- [Given request]: Give the rows below as a numbered list, leaving out blank lines and the pictures.

Image point annotation entries

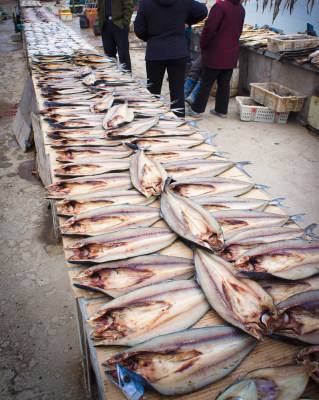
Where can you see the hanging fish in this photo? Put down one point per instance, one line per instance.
(148, 176)
(119, 277)
(287, 259)
(119, 245)
(147, 312)
(181, 362)
(298, 317)
(74, 205)
(241, 302)
(190, 221)
(109, 219)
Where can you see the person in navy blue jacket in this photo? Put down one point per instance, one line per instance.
(219, 44)
(161, 23)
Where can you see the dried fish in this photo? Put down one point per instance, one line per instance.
(119, 277)
(110, 218)
(119, 245)
(75, 205)
(147, 312)
(148, 176)
(288, 259)
(83, 185)
(173, 364)
(190, 221)
(241, 302)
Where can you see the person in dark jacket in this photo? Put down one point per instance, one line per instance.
(161, 23)
(219, 44)
(114, 17)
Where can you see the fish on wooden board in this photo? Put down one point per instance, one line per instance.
(235, 221)
(287, 259)
(241, 242)
(83, 185)
(74, 205)
(77, 153)
(91, 167)
(190, 221)
(148, 176)
(173, 364)
(298, 317)
(117, 115)
(241, 302)
(147, 312)
(119, 277)
(110, 219)
(122, 244)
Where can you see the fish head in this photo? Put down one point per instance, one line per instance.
(131, 384)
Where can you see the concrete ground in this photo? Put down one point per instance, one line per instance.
(39, 346)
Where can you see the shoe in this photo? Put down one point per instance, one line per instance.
(191, 98)
(191, 113)
(213, 112)
(189, 86)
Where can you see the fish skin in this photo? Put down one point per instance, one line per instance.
(75, 205)
(190, 221)
(117, 115)
(175, 364)
(77, 153)
(145, 313)
(197, 167)
(287, 259)
(108, 219)
(122, 244)
(148, 176)
(285, 382)
(241, 302)
(245, 389)
(137, 127)
(236, 221)
(91, 167)
(281, 289)
(83, 185)
(241, 242)
(207, 187)
(119, 277)
(298, 317)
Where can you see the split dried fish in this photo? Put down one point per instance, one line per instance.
(75, 205)
(83, 185)
(148, 176)
(119, 245)
(119, 277)
(147, 312)
(241, 302)
(173, 364)
(287, 259)
(190, 221)
(108, 219)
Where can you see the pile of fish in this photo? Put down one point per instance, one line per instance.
(132, 179)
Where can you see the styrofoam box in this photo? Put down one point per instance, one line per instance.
(258, 113)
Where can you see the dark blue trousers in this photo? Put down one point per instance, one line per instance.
(176, 69)
(115, 40)
(208, 77)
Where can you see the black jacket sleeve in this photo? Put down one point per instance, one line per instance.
(196, 13)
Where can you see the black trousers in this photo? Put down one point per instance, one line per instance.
(208, 77)
(176, 69)
(115, 40)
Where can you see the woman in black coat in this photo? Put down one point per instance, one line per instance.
(161, 23)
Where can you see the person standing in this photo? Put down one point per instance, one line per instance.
(161, 23)
(114, 17)
(219, 43)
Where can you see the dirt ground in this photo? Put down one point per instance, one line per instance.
(39, 345)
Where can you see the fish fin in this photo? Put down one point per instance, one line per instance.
(240, 166)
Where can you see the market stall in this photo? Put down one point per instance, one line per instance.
(83, 149)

- [Result of the exercise]:
1. Where can you see the hanging fish in this photo? Put down one point per instance, one line per instance.
2. (148, 176)
3. (119, 277)
4. (287, 259)
5. (119, 245)
6. (147, 312)
7. (181, 362)
8. (298, 317)
9. (74, 205)
10. (241, 302)
11. (190, 221)
12. (109, 219)
13. Where can you see the person in navy blue jacket in this photo? Put down one point per instance, one line per instance.
14. (219, 44)
15. (161, 23)
16. Where can you see the dried fish in this photo? Put down one point per instance, one line per instance.
17. (119, 277)
18. (110, 218)
19. (119, 245)
20. (75, 205)
21. (147, 312)
22. (148, 176)
23. (288, 259)
24. (83, 185)
25. (173, 364)
26. (190, 221)
27. (241, 302)
28. Where can you see the person in dark jacket in this photo? Put down one point per instance, one line per instance.
29. (161, 23)
30. (219, 44)
31. (114, 17)
32. Where can you see the fish on wooden board in this photo? Put down one point per instance, one line per instance.
33. (235, 221)
34. (287, 259)
35. (241, 242)
36. (83, 185)
37. (74, 205)
38. (77, 153)
39. (91, 167)
40. (190, 221)
41. (148, 176)
42. (173, 364)
43. (298, 317)
44. (117, 115)
45. (241, 302)
46. (147, 312)
47. (119, 277)
48. (110, 219)
49. (122, 244)
50. Where can you see the fish head in this photo? Put down one point per instance, one line per instance.
51. (131, 384)
52. Where can you see the concrete ground in this photo? Put down one point per instance, one line per instance.
53. (39, 346)
54. Where can you see the shoe in this photo? Put down one point per instance, one line per instance.
55. (191, 98)
56. (191, 113)
57. (213, 112)
58. (189, 86)
59. Where can you see the fish skin in this photo? Put down one point per instance, one line per instance.
60. (75, 205)
61. (190, 221)
62. (117, 115)
63. (175, 364)
64. (77, 153)
65. (145, 313)
66. (197, 167)
67. (287, 259)
68. (108, 219)
69. (122, 244)
70. (148, 176)
71. (285, 382)
72. (241, 302)
73. (245, 389)
74. (137, 127)
75. (236, 221)
76. (91, 167)
77. (281, 289)
78. (83, 185)
79. (241, 242)
80. (207, 187)
81. (119, 277)
82. (298, 317)
83. Where can you see the split dried fish in this photo? Put down one point per instance, one line per instance.
84. (75, 205)
85. (83, 185)
86. (148, 176)
87. (119, 245)
88. (119, 277)
89. (147, 312)
90. (241, 302)
91. (173, 364)
92. (287, 259)
93. (190, 221)
94. (108, 219)
95. Where can you see the pile of fish in this photo? Put down one point per instance, one line per instance.
96. (132, 179)
97. Where can you see the styrofoam box in this photo? Put down one point per instance, one line per instance.
98. (258, 113)
99. Where can you see the dark blue trousers in this photo? Put down one point per instance, one line per instance.
100. (176, 69)
101. (115, 40)
102. (208, 77)
103. Where can you see the black jacket sleeve in this photo? Put down one point per instance, one line per instance.
104. (196, 13)
105. Where can you see the black trousers in this photo? Put down one point per instance, one line per instance.
106. (208, 77)
107. (176, 69)
108. (115, 40)
109. Where can you see the woman in black coat in this photo? Put down one point per instance, one line per instance.
110. (161, 23)
111. Where can you see the person standing in this photo? Put down one point per instance, one line per instance.
112. (161, 23)
113. (114, 17)
114. (219, 43)
115. Where can you see the dirt ground in this photo? Put down one point per instance, one line per instance.
116. (39, 345)
117. Where can you see the fish fin in this photo? Put down one point per instance, one line per instance.
118. (240, 166)
119. Where can you see the market stall in this photo? Put down one point per instance, one line per instance.
120. (83, 149)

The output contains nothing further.